◆ **AUFGABENSTELLUNG**: Erläutern Sie anhand des Textauszugs über den Selbstmord in ein bis drei Sätzen, weshalb Theobrotus damit „mehr groß als gut gehandelt hat“.

◆ **AUSGEWÄHLTER TEXTAUSZUG**:
Wer immer Selbstmord verübt, ist vielleicht wegen Seelengröße zu bewundern, nicht aber verdient er Lob wegen gesunden Sinnes. Obwohl bei genauer Überlegung nicht einmal von Seelengröße die Rede sein kann, wenn man, unfähig ein hartes Geschick oder fremde Sünden zu ertragen, sich selbst das Leben nimmt. Als schwach vielmehr zeigt sich ein Geist, der eine schwere Knechtung seines Leibes oder die törichte Meinung der Menge nicht zu ertragen vermag, und die größere Seele verdient die genannt zu werden, die ein mühseliges Leben, statt ihm aus dem Weg zu gehen, vielmehr zu ertragen und das Urteil der Menschen, vorab das der Menge, das zumeist in das Dunkel des Irrtums gehüllt ist, gegenüber dem Lichte des reinen Gewissens zu verachten weiß. Wenn daher je der Selbstmord auf Seelengröße zurückzuführen ist, so entdeckt man solche eher an Theobrotus, der sich nach der Lektüre von Platos Buch, das von der Unsterblichkeit der Seele handelt, von einer Mauer hinabgestürzt haben und so aus diesem Leben zu einem anderen, das er für das bessere hielt, hinübergewandert sein soll[62] . Ihn bedrängte kein Mißgeschick, kein Verbrechen, weder ein wirkliches noch ein eingebildetes, dem er, unfähig es zu ertragen, aus dem Weg gegangen wäre; lediglich Seelengröße bestimmte ihn, sich für den Tod zu entscheiden und die süßen Bande des irdischen Lebens zu zerreißen. Daß er damit freilich mehr groß als gut gehandelt hat, hätte ihm gerade Plato, den er las, bezeugen können; denn der hätte das doch vor allem selbst getan, ja es sogar vorgeschrieben, wenn er sich nicht die Überzeugung gebildet hätte, daß dies in dem Sinne, wie er die Unsterblichkeit der Seele ansah, durchaus nicht geschehen, vielmehr selbst verhindert werden soll.

◆ **Einträge aus einem Datensatz**:
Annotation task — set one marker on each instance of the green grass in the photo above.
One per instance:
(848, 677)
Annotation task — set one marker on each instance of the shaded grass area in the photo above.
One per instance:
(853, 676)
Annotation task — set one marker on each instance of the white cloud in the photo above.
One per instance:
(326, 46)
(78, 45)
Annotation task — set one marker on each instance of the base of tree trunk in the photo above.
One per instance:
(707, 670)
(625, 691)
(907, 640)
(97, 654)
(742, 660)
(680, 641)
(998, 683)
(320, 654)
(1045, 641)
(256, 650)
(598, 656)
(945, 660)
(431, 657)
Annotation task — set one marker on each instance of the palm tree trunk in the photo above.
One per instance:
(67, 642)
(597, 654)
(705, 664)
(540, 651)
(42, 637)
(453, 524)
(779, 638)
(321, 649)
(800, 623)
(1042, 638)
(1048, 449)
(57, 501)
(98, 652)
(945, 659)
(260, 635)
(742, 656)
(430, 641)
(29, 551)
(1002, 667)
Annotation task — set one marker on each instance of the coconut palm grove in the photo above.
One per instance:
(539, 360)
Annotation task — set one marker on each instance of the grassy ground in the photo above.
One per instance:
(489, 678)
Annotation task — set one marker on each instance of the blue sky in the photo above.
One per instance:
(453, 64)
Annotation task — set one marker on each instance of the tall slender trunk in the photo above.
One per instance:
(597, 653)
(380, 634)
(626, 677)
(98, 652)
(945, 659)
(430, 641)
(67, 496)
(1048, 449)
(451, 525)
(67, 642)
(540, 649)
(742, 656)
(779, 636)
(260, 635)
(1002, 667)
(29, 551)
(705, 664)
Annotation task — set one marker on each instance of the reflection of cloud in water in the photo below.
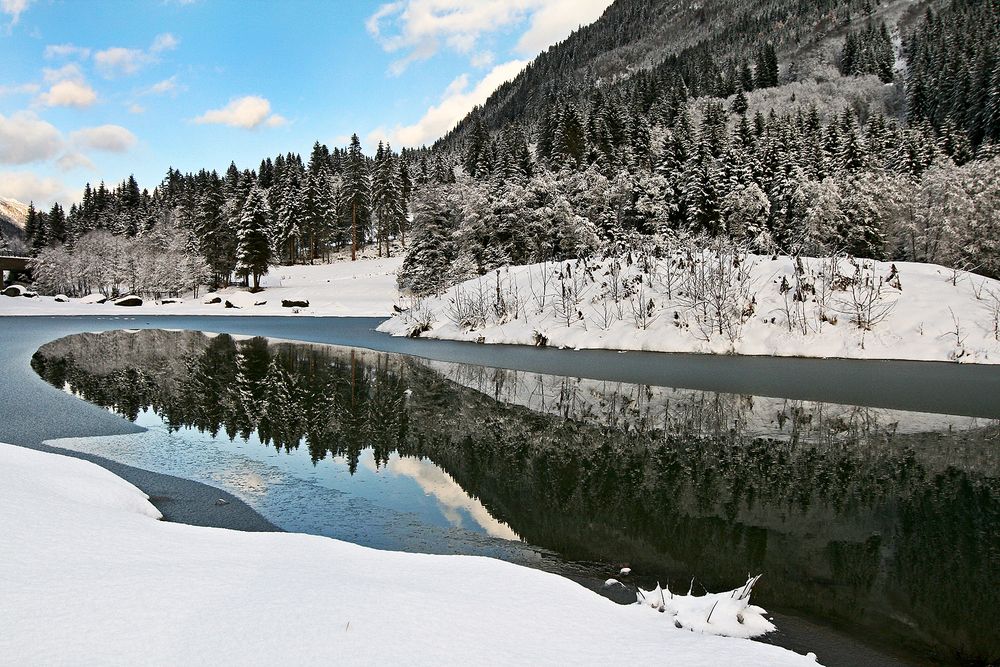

◆ **ANTWORT**: Das hätte ihm gerade Plato bezeugen können, dessen Buch über die Unsterblichkeit der Seele Theobrotus gelesen hatte. Plato hätte die Tat nämlich vor allem selbst begangen und sie sogar vorgeschrieben, wäre er nicht überzeugt gewesen, dass sie nach seiner Auffassung von der Unsterblichkeit der Seele keineswegs geschehen, sondern vielmehr verhindert werden soll.